▸ SELECTED TEXT

In a series of emails
Chris Freeland,
David Shorthouse, and I have been discussing DOIs in the context of the Biodiversity Heritage Library (BHL). I thought it worthwhile to capture some thoughts here.
In an email Chris wrote:
Sure, DOIs have been around for a while, but how many nomenclators or species databases record them? Few, from what I've seen - instead they record citations in traditional text form. I'm trying to find the middle ground between guys like the two of you, who want machine-readable lit (RDF), and most everyone else I talk with, including regular users of Botanicus & BHL, who want human-readable lit (PDF). I'm not overstating - it really does break down into these 2 camps (for now), with much more weight over on the PDF side (again, for now).

▸ GIVEN RECORDS
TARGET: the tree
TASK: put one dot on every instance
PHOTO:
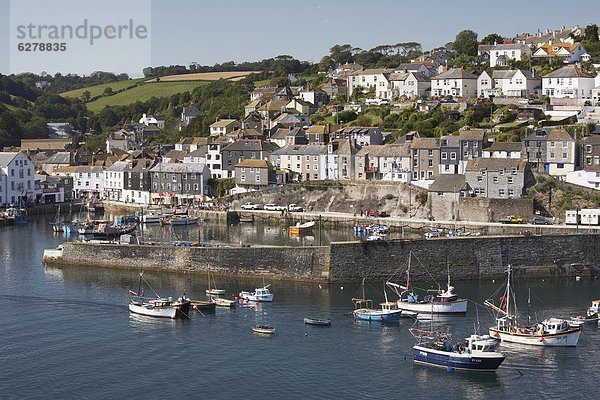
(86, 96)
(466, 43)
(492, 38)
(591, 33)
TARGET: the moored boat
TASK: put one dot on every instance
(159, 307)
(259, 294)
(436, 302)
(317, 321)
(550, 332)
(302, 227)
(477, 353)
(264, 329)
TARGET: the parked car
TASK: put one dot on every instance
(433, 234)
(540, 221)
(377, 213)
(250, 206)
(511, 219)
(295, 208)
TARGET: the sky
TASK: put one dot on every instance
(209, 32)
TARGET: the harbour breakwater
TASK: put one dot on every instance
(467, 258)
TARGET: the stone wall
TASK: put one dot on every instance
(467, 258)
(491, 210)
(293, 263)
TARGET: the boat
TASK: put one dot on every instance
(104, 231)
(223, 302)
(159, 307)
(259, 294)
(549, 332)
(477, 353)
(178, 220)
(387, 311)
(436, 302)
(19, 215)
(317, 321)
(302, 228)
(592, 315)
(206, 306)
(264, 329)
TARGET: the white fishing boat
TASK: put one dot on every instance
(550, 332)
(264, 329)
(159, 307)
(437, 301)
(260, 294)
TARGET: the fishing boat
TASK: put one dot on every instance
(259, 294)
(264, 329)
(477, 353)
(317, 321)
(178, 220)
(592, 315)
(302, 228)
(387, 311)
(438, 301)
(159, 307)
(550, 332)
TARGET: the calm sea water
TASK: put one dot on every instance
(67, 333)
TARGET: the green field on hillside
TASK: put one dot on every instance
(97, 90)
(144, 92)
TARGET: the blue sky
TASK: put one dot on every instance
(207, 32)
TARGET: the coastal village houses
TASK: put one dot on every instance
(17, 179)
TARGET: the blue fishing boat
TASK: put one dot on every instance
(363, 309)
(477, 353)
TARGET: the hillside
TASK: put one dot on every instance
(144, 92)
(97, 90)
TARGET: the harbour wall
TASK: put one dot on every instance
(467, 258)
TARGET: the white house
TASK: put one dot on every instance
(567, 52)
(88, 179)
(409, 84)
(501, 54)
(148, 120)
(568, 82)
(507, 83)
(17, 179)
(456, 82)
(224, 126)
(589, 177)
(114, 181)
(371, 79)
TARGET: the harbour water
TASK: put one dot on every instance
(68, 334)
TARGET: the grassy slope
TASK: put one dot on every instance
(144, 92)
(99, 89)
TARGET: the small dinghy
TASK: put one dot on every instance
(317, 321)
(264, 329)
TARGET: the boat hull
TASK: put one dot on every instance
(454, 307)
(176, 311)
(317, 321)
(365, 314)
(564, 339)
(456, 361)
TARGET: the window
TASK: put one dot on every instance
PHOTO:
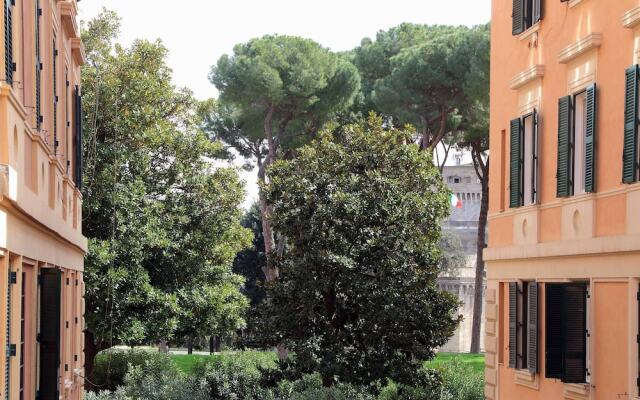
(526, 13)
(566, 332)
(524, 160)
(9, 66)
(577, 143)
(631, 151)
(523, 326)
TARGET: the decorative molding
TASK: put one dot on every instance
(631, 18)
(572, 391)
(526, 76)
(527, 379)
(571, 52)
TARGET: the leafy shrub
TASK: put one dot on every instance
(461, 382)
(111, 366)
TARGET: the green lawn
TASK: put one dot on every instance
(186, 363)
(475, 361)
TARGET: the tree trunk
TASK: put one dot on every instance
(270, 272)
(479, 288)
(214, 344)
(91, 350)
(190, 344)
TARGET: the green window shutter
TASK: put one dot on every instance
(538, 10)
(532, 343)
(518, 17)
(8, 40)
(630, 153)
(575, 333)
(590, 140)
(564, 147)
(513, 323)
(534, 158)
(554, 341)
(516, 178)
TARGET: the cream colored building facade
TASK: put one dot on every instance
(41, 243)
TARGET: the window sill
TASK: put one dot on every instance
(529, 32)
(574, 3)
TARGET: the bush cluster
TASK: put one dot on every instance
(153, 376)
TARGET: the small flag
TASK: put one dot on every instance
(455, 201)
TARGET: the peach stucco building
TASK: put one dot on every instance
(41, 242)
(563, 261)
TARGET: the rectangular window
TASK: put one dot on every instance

▸ OBJECTIVE
Write out the passage about DOIs and the Biodiversity Heritage Library word for word, from "In a series" up to and including "some thoughts here.".

▸ TASK RESPONSE
In a series of emails
Chris Freeland,
David Shorthouse, and I have been discussing DOIs in the context of the Biodiversity Heritage Library (BHL). I thought it worthwhile to capture some thoughts here.